▶ **Requirement**
Render every line of the entries below as a numbered list, leaving out any blank lines.

(Data items)
• • • • • • •

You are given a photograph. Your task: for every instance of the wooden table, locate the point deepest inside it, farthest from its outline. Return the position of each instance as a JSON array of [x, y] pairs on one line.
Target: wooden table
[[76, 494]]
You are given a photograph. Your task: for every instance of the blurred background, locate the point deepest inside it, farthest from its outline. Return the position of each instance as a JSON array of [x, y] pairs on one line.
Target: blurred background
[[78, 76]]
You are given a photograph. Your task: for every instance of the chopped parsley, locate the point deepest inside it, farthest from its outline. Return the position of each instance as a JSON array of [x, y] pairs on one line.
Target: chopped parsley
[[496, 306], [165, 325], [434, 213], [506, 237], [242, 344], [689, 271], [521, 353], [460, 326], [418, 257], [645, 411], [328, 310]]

• • • • • • •

▶ **Exercise answer**
1. You are given a photograph. Your task: for every instance of the wooden table, locate the point deepest inside it, farthest from its outline. Return the position of each instance as a JSON array of [x, y] pairs on one line.
2. Target: wooden table
3. [[76, 494]]
4. You are given a photograph. Your task: for every instance of the blurred background, locate the point deepest inside it, farthest from its outline. Return the position of each instance as a JSON array of [x, y] pairs on one line.
5. Target: blurred background
6. [[78, 76]]
7. You are given a photograph. Your task: for every instance of the chopped parsley, locate the point deepest inside it, farthest from its outline. Return the position of each instance as a JSON array of [x, y] pairs on one line.
8. Target: chopped parsley
9. [[496, 306], [165, 325], [434, 213], [506, 237], [242, 344], [689, 271], [521, 353], [460, 326], [418, 257], [645, 411], [328, 310]]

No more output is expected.